┏━━
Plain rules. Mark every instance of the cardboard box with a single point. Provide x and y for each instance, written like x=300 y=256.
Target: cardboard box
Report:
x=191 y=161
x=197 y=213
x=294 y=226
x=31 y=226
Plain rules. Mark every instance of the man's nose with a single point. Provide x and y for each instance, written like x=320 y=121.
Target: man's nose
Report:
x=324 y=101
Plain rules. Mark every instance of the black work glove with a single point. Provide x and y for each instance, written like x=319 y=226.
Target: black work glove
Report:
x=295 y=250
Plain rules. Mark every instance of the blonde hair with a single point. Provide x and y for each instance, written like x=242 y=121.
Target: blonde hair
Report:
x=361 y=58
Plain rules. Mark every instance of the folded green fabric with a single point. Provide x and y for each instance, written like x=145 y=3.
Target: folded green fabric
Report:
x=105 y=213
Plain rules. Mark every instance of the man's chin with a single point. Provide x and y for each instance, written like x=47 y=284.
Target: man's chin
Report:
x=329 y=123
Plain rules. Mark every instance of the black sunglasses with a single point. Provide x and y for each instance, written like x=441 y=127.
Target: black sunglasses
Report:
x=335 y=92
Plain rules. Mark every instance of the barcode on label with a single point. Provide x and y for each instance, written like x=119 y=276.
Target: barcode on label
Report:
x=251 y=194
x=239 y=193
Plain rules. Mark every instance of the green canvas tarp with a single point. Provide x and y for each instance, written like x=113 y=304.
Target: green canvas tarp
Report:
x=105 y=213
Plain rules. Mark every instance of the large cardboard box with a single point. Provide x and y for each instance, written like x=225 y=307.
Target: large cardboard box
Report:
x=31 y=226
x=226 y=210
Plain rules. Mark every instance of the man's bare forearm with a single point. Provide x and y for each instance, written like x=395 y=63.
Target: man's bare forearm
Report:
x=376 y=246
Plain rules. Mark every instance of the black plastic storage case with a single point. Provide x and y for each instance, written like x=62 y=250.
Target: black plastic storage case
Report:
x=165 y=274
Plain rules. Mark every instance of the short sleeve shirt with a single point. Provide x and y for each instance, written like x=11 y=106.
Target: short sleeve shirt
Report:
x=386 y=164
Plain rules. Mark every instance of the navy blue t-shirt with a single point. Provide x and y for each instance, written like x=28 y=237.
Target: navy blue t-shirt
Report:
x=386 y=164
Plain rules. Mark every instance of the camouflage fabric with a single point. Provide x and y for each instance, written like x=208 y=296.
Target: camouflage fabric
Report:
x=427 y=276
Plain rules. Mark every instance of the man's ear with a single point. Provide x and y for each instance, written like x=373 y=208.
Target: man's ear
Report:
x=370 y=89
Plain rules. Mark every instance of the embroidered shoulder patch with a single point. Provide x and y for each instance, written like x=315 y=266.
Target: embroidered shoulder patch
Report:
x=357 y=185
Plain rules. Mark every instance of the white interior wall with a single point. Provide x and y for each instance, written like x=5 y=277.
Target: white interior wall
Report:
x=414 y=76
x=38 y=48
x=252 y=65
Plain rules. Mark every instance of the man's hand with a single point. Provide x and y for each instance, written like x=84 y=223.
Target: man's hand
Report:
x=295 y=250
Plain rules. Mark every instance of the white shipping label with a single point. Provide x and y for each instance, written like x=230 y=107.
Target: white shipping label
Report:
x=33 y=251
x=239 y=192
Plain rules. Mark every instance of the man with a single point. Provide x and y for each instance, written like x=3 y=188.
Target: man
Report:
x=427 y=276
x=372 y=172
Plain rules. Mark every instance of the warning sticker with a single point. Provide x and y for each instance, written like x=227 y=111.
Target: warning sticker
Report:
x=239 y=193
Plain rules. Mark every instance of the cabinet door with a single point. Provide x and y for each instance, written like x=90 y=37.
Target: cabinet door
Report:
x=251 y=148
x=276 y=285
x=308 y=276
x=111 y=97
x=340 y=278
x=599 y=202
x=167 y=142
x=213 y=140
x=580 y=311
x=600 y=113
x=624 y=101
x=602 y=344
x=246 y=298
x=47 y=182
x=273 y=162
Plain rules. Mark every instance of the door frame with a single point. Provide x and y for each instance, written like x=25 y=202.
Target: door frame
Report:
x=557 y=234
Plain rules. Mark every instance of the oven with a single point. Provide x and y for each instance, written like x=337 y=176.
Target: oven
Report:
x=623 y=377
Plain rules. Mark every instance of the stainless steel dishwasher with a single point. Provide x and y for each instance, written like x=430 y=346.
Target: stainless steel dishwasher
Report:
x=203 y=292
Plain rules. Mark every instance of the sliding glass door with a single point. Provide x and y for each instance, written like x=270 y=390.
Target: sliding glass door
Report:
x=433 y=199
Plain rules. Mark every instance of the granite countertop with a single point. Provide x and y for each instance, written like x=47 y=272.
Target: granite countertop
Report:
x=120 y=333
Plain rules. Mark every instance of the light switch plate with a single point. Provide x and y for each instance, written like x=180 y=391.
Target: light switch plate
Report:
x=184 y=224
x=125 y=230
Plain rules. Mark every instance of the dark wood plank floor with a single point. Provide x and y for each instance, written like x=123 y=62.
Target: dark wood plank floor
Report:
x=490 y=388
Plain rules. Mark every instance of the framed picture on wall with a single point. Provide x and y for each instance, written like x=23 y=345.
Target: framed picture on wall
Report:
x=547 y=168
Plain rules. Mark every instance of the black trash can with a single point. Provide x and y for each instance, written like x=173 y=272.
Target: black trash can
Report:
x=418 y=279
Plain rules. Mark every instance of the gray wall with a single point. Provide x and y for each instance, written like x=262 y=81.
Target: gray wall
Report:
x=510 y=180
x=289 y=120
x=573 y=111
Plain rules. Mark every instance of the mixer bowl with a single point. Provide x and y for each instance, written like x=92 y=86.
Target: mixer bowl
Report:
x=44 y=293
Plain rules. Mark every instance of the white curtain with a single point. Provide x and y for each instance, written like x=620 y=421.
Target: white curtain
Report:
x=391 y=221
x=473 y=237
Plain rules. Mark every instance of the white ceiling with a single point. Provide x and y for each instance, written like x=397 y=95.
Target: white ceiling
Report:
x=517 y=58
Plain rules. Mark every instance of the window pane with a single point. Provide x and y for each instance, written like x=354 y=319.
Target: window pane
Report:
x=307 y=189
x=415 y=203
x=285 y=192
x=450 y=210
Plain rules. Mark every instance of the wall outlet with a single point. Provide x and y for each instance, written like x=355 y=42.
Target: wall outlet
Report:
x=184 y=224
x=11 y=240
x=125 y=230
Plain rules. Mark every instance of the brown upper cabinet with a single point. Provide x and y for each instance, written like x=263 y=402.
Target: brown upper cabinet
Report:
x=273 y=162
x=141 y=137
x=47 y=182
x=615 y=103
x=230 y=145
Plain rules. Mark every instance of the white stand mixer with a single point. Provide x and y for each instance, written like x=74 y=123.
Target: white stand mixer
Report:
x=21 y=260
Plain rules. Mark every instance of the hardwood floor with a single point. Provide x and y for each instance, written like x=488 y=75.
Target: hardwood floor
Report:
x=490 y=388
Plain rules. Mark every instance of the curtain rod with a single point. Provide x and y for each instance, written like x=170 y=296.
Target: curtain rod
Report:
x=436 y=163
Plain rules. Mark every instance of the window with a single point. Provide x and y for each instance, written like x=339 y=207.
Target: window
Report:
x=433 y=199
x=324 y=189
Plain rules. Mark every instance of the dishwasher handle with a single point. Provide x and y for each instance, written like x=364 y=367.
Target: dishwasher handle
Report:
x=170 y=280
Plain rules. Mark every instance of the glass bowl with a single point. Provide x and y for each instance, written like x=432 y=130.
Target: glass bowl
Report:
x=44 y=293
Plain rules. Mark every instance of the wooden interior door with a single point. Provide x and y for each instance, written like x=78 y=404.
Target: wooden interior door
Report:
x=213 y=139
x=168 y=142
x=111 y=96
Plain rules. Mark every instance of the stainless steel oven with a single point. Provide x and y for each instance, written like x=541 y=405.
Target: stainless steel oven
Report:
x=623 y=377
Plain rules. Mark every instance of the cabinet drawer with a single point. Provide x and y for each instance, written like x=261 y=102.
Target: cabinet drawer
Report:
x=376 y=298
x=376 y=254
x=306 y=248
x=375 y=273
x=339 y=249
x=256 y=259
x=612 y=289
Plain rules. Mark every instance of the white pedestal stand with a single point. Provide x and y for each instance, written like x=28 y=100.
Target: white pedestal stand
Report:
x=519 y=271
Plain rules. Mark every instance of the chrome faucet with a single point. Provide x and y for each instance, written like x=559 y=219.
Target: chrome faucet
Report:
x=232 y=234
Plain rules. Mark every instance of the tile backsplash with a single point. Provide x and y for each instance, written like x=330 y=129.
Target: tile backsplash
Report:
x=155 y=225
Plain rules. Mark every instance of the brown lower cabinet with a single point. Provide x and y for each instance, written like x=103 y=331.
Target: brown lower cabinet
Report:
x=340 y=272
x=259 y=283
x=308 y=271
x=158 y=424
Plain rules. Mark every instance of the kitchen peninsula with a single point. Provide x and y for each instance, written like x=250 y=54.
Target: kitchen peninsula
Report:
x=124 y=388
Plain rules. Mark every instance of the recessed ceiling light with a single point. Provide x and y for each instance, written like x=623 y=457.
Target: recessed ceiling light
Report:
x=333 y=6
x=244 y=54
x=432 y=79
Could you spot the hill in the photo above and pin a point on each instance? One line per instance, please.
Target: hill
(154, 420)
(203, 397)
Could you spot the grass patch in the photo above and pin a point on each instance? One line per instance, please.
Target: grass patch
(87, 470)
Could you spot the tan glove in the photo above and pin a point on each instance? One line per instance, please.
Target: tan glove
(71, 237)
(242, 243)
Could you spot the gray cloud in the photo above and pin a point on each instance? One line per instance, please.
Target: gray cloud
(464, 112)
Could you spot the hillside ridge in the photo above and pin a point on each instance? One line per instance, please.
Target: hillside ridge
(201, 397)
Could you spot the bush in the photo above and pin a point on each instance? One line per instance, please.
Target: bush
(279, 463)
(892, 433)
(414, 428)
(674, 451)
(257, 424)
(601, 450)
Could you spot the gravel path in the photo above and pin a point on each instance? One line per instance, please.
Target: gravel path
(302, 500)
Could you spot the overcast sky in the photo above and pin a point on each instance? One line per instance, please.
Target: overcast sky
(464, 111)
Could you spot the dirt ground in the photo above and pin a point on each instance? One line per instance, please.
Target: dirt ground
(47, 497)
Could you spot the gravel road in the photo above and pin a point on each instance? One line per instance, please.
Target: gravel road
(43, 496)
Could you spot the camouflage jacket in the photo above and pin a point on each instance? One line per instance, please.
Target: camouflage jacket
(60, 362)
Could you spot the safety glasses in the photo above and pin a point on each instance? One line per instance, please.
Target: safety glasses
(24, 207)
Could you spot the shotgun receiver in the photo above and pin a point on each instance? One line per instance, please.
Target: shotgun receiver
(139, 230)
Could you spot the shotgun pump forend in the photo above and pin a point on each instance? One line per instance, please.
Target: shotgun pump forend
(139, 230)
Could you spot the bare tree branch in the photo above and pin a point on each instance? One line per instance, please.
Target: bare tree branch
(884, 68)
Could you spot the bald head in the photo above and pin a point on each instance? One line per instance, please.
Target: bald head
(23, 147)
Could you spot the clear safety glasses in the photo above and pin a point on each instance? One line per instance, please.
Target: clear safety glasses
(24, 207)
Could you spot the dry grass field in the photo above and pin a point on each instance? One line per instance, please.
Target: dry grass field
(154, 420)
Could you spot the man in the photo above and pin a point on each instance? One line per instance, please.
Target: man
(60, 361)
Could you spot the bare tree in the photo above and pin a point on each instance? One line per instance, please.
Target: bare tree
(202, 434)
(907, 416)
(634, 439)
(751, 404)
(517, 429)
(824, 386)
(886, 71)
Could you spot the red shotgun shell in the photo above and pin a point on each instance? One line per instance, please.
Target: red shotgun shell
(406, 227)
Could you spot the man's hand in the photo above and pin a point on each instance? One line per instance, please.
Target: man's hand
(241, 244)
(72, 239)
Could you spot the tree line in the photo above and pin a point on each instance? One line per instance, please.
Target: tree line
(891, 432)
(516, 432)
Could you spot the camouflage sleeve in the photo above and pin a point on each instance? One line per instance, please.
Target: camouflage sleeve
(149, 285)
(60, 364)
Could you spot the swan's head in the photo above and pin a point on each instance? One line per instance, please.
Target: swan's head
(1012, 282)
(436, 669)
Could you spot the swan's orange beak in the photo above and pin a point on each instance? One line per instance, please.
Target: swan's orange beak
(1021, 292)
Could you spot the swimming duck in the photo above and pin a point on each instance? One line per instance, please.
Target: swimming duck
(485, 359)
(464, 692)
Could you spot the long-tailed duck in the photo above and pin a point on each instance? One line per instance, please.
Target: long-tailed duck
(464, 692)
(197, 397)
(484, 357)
┗━━
_WORK REQUIRED_
Keep only those lines of the records that hold "upper", and return them.

_ANSWER TO THIS EXERCISE_
Plain rules. Mark every instance of the brown upper cabinet with a single point. Provide x and y for each instance, written like x=263 y=402.
Target: brown upper cabinet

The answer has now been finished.